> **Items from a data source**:
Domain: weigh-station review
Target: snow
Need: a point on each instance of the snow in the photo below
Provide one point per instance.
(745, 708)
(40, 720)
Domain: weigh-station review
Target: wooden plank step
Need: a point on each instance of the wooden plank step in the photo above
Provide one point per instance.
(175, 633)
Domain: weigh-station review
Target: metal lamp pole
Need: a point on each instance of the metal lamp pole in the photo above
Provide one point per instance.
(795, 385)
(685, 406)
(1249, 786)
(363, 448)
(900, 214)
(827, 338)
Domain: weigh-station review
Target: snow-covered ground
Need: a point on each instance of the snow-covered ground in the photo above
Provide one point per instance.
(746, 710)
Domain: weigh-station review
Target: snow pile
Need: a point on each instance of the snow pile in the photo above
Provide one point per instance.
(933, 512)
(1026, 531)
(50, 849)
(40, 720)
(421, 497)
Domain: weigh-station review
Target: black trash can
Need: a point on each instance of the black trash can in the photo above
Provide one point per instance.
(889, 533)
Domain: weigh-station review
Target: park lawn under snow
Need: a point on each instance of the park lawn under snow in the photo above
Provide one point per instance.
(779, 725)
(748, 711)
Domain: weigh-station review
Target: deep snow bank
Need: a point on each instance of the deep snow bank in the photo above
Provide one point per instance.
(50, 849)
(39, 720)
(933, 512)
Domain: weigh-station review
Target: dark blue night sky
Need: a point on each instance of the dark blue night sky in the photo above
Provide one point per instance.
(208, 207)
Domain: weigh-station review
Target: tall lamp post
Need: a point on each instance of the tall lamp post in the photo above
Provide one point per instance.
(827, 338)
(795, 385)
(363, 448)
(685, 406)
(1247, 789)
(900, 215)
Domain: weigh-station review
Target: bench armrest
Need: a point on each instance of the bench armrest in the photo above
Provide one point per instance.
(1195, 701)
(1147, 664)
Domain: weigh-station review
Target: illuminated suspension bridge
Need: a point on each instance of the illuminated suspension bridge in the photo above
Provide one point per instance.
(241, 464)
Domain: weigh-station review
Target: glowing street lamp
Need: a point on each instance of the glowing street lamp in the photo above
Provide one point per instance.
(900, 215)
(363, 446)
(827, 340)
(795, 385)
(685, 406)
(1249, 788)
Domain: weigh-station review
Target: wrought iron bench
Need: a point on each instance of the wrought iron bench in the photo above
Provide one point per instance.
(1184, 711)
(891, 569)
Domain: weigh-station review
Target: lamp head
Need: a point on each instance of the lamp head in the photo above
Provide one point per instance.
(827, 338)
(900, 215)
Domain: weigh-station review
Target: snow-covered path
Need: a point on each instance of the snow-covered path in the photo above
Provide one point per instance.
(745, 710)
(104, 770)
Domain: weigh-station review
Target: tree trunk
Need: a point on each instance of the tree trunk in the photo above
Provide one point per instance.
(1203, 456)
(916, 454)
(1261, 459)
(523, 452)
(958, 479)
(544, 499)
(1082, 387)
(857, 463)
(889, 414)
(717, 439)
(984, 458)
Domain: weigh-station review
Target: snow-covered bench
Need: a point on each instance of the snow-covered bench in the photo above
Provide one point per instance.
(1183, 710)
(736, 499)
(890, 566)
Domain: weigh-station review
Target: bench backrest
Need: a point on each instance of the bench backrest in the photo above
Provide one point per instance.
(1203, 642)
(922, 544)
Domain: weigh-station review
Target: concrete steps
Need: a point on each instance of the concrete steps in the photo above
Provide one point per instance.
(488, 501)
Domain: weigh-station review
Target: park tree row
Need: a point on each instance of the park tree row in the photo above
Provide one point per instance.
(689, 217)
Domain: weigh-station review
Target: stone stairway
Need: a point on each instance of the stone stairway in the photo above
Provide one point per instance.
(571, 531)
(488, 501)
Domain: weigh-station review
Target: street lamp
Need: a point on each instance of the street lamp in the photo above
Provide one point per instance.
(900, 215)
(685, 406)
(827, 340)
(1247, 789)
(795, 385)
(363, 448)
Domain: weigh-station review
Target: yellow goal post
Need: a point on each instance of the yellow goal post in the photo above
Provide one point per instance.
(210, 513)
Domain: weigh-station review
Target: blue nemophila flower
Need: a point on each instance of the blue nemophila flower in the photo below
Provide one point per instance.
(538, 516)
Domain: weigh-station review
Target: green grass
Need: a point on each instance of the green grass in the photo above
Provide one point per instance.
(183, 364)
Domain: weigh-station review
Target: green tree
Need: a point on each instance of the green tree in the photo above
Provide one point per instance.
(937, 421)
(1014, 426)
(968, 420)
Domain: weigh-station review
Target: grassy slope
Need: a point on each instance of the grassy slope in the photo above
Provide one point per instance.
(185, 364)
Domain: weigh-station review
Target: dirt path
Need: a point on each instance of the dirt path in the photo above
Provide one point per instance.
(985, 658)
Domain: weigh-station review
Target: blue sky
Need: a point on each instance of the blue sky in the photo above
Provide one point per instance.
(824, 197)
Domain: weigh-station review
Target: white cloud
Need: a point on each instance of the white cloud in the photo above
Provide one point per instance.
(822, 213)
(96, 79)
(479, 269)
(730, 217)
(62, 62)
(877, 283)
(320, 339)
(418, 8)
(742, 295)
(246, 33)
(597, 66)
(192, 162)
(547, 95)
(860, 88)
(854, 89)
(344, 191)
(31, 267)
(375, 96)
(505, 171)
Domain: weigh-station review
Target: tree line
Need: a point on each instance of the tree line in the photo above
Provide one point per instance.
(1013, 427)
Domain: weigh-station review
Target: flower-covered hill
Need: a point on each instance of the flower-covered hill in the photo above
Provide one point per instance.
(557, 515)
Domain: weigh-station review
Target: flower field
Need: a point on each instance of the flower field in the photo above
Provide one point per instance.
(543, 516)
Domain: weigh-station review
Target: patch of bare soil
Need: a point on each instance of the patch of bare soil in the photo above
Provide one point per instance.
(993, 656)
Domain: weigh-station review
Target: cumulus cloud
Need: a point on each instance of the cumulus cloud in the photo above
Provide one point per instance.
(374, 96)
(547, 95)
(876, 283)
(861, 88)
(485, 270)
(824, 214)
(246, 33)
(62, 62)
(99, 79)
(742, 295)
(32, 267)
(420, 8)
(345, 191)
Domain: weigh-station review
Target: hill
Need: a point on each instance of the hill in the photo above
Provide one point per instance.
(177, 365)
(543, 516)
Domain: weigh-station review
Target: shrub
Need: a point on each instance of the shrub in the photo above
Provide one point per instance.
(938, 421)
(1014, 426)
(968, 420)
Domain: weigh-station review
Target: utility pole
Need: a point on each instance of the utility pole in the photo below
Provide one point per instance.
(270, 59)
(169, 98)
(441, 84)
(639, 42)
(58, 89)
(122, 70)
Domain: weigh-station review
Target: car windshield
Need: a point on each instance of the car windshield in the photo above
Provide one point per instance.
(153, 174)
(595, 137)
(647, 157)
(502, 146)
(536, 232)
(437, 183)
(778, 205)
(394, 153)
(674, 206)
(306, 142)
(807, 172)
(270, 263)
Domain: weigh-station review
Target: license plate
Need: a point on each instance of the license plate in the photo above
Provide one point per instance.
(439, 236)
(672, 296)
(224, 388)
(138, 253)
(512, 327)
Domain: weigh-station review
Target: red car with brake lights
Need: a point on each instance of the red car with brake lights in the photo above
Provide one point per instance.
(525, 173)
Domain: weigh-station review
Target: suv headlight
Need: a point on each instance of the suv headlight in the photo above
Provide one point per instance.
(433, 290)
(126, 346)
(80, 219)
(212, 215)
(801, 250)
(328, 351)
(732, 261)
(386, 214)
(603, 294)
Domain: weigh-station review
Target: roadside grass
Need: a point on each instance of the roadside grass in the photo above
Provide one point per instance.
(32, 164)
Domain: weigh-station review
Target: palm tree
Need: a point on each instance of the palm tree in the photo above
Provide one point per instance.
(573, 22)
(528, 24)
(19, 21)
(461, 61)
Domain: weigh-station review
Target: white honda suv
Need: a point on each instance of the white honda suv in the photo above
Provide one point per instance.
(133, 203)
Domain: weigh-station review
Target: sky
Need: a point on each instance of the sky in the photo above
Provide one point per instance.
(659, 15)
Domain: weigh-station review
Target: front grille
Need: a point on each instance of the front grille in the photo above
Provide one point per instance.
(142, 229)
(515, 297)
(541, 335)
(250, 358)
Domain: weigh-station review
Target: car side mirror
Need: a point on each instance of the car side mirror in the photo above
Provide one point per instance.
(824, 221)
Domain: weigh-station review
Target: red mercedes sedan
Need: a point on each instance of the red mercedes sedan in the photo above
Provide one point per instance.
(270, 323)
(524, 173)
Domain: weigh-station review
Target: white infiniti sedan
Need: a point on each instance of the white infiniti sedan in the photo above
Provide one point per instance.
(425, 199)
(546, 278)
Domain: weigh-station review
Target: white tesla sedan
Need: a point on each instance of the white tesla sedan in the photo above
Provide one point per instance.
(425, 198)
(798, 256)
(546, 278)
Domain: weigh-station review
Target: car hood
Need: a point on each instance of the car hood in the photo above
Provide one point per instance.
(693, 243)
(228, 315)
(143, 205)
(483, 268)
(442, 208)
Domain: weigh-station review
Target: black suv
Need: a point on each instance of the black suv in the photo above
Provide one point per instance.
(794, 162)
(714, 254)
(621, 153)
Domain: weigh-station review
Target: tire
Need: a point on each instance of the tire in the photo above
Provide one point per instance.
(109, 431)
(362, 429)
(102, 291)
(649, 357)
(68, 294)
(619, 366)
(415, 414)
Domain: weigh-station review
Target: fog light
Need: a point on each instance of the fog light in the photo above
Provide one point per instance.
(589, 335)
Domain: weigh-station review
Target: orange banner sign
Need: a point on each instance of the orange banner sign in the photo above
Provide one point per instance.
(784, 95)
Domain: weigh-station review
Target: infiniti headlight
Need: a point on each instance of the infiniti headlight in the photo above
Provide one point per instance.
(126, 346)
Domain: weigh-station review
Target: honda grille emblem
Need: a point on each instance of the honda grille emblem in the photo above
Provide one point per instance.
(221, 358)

> **WHAT IS BEING ASKED**:
Collect every line of the data above that contains the word "yellow", matching case exactly.

> **ANSWER TO THE PROBLEM**:
Target: yellow goal post
Need: a point on each instance of the yellow goal post in the photo above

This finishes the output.